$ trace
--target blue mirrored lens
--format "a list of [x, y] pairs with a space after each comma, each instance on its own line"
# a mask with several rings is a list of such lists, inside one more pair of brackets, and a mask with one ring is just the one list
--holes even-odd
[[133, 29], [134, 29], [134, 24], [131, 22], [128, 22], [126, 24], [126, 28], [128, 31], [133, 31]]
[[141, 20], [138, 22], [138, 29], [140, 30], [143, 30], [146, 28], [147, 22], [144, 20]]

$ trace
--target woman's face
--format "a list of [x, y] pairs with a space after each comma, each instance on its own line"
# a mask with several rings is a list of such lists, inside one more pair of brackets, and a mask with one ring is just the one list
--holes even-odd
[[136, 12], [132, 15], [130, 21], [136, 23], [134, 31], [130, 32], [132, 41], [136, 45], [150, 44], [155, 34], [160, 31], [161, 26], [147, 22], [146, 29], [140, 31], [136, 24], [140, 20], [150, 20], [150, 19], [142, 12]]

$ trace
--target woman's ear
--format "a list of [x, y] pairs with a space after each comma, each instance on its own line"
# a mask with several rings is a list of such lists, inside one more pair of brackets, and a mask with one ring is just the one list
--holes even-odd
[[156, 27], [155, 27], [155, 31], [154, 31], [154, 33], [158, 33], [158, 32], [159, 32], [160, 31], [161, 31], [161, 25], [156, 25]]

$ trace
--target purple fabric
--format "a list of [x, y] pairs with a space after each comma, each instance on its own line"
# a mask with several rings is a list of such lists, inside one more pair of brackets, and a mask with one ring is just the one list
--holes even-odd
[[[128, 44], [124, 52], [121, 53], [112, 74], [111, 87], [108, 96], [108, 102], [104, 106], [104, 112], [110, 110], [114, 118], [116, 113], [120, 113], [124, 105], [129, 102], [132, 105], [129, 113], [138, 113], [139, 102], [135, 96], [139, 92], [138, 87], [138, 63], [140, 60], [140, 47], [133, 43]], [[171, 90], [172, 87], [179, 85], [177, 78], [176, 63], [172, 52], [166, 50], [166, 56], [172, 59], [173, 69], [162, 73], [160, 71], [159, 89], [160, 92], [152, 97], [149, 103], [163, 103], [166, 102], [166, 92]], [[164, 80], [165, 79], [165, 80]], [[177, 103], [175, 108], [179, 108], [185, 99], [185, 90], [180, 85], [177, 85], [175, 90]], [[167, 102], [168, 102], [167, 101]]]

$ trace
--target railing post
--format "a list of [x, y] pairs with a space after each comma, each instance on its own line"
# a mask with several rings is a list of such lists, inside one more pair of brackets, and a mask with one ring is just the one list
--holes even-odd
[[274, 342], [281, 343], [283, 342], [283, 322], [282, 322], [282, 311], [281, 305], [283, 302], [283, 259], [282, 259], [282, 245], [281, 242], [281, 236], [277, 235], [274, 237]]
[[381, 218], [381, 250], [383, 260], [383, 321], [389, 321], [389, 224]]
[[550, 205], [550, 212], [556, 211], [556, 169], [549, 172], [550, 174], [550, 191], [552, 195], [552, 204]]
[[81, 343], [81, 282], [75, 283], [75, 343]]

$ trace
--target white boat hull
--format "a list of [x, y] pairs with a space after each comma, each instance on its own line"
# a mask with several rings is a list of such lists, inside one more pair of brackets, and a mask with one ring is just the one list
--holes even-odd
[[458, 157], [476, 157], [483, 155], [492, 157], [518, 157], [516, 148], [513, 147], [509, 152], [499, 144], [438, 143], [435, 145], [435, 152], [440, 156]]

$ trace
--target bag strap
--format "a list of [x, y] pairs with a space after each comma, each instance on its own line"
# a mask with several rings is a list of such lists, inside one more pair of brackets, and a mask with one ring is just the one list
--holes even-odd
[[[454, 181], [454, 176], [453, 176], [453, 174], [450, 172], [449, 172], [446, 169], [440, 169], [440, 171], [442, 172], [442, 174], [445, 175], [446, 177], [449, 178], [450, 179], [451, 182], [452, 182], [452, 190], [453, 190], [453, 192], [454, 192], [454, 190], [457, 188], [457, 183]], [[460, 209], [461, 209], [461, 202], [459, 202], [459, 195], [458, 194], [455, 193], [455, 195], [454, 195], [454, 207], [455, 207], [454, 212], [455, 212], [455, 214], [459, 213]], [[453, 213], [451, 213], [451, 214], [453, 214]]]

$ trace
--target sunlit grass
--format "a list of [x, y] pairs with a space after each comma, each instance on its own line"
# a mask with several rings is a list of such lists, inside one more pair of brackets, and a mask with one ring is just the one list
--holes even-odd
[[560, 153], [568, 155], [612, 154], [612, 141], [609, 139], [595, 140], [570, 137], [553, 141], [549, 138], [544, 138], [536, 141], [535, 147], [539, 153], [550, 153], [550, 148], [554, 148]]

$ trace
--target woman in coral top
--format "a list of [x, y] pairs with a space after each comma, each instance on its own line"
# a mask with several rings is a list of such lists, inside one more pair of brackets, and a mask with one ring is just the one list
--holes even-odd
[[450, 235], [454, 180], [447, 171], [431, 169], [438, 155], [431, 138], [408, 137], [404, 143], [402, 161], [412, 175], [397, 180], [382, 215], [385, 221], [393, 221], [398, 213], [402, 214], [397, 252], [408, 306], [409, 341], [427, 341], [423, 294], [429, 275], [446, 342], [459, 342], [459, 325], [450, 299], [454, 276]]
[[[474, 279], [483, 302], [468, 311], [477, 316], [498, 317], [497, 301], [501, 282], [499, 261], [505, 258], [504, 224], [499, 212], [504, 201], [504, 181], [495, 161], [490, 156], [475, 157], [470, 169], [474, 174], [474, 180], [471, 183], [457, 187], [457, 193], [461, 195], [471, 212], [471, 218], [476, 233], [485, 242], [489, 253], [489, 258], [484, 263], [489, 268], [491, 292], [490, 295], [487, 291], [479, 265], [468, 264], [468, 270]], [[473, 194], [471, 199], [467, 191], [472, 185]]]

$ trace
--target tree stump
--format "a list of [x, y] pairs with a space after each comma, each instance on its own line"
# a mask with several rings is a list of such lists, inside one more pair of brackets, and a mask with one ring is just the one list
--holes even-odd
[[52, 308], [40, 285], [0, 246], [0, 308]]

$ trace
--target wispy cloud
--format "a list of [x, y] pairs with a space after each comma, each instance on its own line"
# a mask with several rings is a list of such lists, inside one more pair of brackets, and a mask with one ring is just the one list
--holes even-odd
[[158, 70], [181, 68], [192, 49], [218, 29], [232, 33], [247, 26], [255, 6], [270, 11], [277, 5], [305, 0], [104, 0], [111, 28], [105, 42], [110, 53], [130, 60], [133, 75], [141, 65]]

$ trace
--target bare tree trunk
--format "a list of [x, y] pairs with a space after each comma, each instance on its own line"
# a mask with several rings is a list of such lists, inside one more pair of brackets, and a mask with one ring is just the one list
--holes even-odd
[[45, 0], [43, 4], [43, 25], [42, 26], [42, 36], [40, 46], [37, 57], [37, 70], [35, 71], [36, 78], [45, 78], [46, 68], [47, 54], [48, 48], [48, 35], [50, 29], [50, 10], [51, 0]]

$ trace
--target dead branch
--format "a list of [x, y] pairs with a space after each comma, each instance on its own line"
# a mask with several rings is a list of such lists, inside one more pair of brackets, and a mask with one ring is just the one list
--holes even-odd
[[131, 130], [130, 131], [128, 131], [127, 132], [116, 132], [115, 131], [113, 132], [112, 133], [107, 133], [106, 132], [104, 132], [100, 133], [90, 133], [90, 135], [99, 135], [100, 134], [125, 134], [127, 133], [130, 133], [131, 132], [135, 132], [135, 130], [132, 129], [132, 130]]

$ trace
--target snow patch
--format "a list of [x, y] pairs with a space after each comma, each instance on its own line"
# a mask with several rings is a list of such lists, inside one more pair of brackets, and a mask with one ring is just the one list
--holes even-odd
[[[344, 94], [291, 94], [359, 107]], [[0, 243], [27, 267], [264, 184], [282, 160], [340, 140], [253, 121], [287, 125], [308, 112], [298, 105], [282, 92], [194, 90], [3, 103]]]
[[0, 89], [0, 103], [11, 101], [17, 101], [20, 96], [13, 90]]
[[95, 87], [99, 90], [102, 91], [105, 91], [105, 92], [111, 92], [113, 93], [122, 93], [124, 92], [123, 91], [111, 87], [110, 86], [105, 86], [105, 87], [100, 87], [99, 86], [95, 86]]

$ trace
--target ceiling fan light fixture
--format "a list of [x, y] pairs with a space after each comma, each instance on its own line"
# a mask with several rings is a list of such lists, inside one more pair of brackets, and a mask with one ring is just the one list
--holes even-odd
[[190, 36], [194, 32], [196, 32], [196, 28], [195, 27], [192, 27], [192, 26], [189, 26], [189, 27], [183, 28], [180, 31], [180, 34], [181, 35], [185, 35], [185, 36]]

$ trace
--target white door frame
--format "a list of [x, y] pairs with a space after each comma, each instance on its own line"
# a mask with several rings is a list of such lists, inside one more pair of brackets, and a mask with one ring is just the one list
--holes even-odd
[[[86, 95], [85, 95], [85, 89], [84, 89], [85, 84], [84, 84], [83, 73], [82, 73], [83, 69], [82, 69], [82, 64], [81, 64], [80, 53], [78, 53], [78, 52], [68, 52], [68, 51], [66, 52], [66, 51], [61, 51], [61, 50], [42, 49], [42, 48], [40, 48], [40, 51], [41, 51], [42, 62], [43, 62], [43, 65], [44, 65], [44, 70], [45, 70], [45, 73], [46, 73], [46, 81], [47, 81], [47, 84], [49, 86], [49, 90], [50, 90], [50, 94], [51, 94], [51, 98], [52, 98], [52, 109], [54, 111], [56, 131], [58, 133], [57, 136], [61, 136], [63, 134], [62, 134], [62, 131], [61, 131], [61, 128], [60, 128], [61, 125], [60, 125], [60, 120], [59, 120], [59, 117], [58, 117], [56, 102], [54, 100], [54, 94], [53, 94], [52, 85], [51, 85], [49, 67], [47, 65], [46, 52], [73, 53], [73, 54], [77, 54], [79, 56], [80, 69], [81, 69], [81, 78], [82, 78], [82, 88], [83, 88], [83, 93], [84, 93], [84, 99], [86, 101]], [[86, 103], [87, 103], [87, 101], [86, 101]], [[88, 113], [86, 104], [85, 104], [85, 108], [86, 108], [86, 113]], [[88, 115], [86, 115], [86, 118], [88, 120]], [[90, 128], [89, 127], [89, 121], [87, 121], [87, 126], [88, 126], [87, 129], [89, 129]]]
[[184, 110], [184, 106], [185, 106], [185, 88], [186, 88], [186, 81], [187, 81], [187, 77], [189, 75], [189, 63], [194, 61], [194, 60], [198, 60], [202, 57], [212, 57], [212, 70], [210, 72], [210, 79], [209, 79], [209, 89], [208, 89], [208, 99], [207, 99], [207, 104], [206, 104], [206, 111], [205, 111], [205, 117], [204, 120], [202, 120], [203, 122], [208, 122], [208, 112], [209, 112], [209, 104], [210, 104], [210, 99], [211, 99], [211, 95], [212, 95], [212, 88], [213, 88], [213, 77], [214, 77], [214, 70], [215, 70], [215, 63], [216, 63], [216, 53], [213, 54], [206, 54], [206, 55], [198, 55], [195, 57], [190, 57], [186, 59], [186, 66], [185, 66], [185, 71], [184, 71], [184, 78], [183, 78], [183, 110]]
------------------------------
• **SET TASK**: Lay out as a numbered list every line of the rows from the first line through the line containing "19], [142, 12]]", both included, and leave out the blank lines.

• **FINISHED TASK**:
1. $ trace
2. --target blue mirrored lens
3. --format "a list of [x, y] pairs with a space after each comma, each instance on its own line"
4. # a mask with several rings is a list of such lists, inside one more pair of brackets, and a mask with one ring is just the one list
5. --holes even-odd
6. [[133, 29], [134, 29], [134, 24], [131, 22], [128, 22], [126, 24], [126, 28], [128, 31], [133, 31]]
7. [[141, 20], [138, 22], [138, 29], [140, 30], [143, 30], [146, 28], [147, 22], [144, 20]]
8. $ trace
9. --target woman's face
10. --format "a list of [x, y] pairs with a space after each comma, each instance on its own line"
11. # a mask with several rings is a list of such lists, inside one more pair of brackets, and a mask with one ring is just the one list
12. --holes even-odd
13. [[136, 12], [132, 15], [130, 21], [136, 23], [134, 31], [130, 32], [132, 41], [136, 45], [150, 44], [155, 34], [160, 31], [161, 26], [147, 22], [146, 29], [140, 31], [136, 24], [140, 20], [150, 20], [150, 19], [142, 12]]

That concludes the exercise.